++++ Source document

US regulators have widened the scope of Merck & Co’s immunotherapy Keytruda to include the treatment of certain patients with lung cancer.
The US and Drug Administration says the drug can now be used to treat patients with non-small cell lung cancer whose disease has progressed despite prior therapy and, crucially, whose tumours express the protein PD-1.
As such, Keytruda (pembrolizumab) has been cleared under the FDA’s accelerated approvals process for use with a companion diagnostic - the PD-L1 IHC 22C3 pharmDx test - to determine which NSCLC patients are eligible for treatment.
The decision follows clinical data showing that Keytruda shrank tumours in 41% of pre-treated patients with advanced disease and PD-L1 positive tumours, and that this effect lasted between 2.1 and 9.1 months, the regulator said.

++++++++
++++ Data for analysis

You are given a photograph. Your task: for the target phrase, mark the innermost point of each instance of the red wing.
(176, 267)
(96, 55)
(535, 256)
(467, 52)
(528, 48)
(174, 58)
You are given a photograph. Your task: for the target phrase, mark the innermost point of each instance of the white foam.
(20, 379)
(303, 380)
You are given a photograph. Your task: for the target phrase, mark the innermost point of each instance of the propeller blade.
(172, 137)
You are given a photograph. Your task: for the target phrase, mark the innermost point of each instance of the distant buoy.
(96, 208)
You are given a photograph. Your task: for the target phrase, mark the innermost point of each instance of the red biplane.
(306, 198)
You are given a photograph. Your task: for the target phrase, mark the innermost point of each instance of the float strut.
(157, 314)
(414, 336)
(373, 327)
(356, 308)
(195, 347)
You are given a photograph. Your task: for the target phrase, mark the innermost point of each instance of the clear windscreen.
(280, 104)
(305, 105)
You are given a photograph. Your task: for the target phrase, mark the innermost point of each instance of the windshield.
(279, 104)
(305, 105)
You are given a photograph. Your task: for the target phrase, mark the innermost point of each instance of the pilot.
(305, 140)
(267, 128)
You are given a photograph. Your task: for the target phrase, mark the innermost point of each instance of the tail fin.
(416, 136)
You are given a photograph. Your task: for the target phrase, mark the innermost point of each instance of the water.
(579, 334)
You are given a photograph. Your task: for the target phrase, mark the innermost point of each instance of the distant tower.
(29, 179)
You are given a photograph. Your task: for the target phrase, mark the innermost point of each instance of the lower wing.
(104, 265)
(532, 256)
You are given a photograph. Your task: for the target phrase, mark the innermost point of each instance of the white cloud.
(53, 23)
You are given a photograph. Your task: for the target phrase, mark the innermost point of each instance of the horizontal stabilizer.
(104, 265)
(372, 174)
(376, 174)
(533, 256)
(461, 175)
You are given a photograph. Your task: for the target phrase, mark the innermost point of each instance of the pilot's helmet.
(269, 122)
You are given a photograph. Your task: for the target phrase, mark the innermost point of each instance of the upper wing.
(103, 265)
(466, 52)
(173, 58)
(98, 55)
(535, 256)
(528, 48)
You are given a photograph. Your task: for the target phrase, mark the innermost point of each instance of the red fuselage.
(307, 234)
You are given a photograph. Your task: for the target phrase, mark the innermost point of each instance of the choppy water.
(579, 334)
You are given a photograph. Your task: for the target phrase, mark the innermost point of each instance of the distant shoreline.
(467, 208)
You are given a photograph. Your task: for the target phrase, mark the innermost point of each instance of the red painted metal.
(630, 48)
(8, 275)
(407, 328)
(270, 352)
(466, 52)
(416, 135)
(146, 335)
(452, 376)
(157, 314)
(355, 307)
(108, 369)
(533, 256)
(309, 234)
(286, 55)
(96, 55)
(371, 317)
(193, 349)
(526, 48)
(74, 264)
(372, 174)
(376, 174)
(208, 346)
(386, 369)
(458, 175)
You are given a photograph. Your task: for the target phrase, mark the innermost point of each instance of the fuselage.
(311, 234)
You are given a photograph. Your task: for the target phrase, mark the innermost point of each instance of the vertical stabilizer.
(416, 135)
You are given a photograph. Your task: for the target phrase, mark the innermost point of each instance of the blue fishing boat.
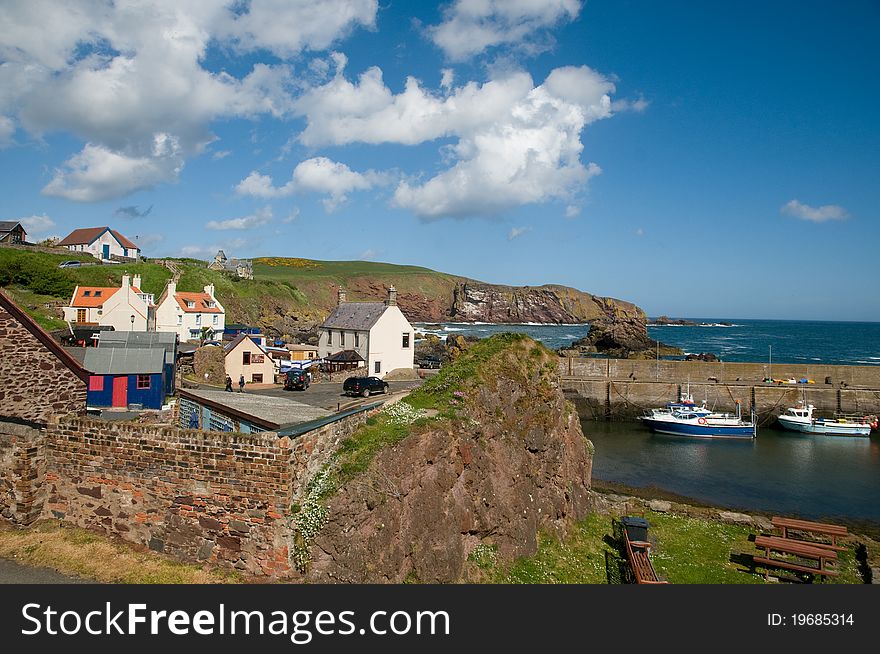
(685, 422)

++++++++

Work order A :: In the article on Keytruda's lung cancer approval, in what share of pre-treated patients with advanced disease and PD-L1 positive tumours did the drug shrink tumours?
Work order B :: Continue the article on Keytruda's lung cancer approval from its last sentence.

Exercise response A :: 41%

Exercise response B ::
Keytruda became the first US-approved PD-1 inhibitor last year when it received the nod for advanced melanoma, and is now also the first and only anti-PD-1 therapy approved for both squamous and non-squamous metastatic NSCLC.
Bristol-Myers Squibb’s rival PD-1 checkpoint inhibitor Opdivo (nivolumab) was cleared for squamous non-small cell lung cancer unresponsive to chemotherapy in the the US earlier this year.
The drugs work by blocking the Programmed Death receptor on tumour cells, thus impeding their ability to escape detection and destruction cytotoxic T-cells.